Nope, nope, and nope.

If you say their name, there is just as much chance that they can say "yeah, that's me" and pose as your rider. And culture-schmulture, that's not the procedure both Uber and Lyft suggest in their instructions.
In any market (but particularly small markets), a rider (or thief) can figure out your name by word-of-mouth. (Oh, and if you're one of those drivers that puts your name on the outside of your vehicle? Knock that off)
To ascertain the destination, you have to start the trip. If they're not your rider, you've started the trip for a rider you haven't picked up yet (this is technically fraud).

This is how it should go:
1. You arrive at the location
2. When someone approaches the vehicle, keep the window cracked and ask "am I your ride?" If they confirm 'yes'..
3. Ask them "do you mind if I confirm the name on the account?" (if they scoff or can't produce the name, cancel the trip) If their name matches the app, unlock the door..
4. Introduce yourself "hi, my name is _____, welcome!" (the rider should check the name against the app)
5. Start the trip, read off the destination. The driver should be reading off the destination, not the passenger. That way, they can be sure that they are in the right vehicle (if they still have any doubts).
6. Drive!

If at any time during this process the driver or rider still have doubts they've been matched to the correct rider/driver? Have one of them call the other. The app will only send the call to the matched driver/rider.


----------



## DirtyRead (Oct 2, 2016)

Guys its easy. 
"what's your name?"
Pax "uhh...for John?"
"Great Im Alex"
Pax "uhh my names John are you Alex"
"yes I am Alex where you headed?
"uhh yea I put it in the thing didn't I uhhh 445 Main Street? you are Alex right?"
"Yes I am Uhhh Alex now uhhh get in before I get a ticket" 
Technically you can cancel after the third Uhhh but that's up to y'all.


----------



## Roger in Canton (Feb 25, 2016)

Or..... With technology today when the rider approaches your car, both your phone and paxs phone pings a match and you're on your way! The only way that won't work is when someone else orders the ride, then go back to the name handshake!


----------



## Spike72 (Jan 18, 2017)

Roger in Canton said:


> Or..... With technology today when the rider approaches your car, both your phone and paxs phone pings a match and you're on your way! The only way that won't work is when someone else orders the ride, then go back to the name handshake!


Well, even the lower-tech version of that is one of you can call the other. I think too many people are overthinking this entire process.


----------



## Diamondraider (Mar 13, 2017)

JBinPenfield said:


> I've never asked for the passenger's name because I thought it was foolish from a customer service standpoint to say something like "please confirm your name." I'd much rather say, with a smile on my face, "Hi _______?" followed with (where appropriate) "can I help you get your groceries/luggage in my trunk?" Their name also helps when driving up to the pickup point because it will usually tell you what sex they are and often gives clues as to race and nationality so which person you are looking for. I agree with a previous poster that the next thing the pax should say is "can you confirm your name" or if they don't do that I can ask "can you confirm my name on your app...." if there is any doubt I've it's the wrong person. In over 3000 rides I've yet to pick up a wrong pax, even without them confirming my name.

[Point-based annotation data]
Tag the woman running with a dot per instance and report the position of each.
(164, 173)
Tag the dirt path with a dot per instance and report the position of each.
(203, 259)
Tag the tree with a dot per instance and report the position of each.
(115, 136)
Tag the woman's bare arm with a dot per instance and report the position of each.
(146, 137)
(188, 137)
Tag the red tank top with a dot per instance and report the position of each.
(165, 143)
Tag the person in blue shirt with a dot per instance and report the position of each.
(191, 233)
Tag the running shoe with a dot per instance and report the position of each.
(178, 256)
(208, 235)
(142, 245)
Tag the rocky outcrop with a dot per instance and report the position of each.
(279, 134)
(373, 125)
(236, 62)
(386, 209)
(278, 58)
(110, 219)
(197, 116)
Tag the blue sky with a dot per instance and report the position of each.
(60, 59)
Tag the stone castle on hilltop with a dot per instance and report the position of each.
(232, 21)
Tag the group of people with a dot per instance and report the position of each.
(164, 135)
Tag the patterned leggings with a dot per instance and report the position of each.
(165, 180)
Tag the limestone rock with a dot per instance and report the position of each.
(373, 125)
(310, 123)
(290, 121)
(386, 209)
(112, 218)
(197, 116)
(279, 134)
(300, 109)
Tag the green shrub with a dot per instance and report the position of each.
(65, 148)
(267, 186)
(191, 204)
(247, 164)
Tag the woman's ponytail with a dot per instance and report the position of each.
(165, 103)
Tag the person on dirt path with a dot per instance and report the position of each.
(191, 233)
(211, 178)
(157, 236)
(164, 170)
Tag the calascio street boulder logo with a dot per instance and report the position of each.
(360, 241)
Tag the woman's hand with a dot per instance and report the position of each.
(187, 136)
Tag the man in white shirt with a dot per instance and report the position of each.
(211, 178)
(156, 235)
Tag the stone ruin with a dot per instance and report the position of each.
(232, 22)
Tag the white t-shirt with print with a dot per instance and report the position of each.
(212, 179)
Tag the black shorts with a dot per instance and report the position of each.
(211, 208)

[INSTRUCTION A]
In the thread on confirming rideshare pickups, what should the driver do if the person scoffs or can't produce the name on the account?
[INSTRUCTION B]
Resume the forum thread on confirming rideshare pickups from the point where it stops.

[TASK RESULT A]
Cancel the trip.

[TASK RESULT B]
With your permission, I'd like to post your response in the Boston forum and then watch the inferno



ABQuber said:


> Because of this horrible trend I give the name but now ask them to confirm mine before I start the ride. Some people can't. I think this has given more people the idea on scamming free rides. New drivers beware.
> 
> If a rider asks to change the address and you forgot to confirm the name about all you can do is call the customer in app and hope their phone rings.


In Boston, you stress post a driver ID card visible to pax inside the car.

That leaves drivers with one, very lame way to identify the pax.


----------



## DirtyRead (Oct 2, 2016)

Spike72 said:


> Well, even the lower-tech version of that is one of you can call the other. I think too many people are overthinking this entire process.


Younthink too many people are over thinking this? Everyone is over thinking it. The procedure already in place works just fine. 4 steps "what's your name?" ✔ "where are you going" ✔ Thats it.


----------



## UberAdrian (May 26, 2018)

DirtyRead said:


> Younthink too many people are over thinking this? Everyone is over thinking it. The procedure already in place works just fine. 4 steps "what's your name?" ✔ "where are you going" ✔ Thats it.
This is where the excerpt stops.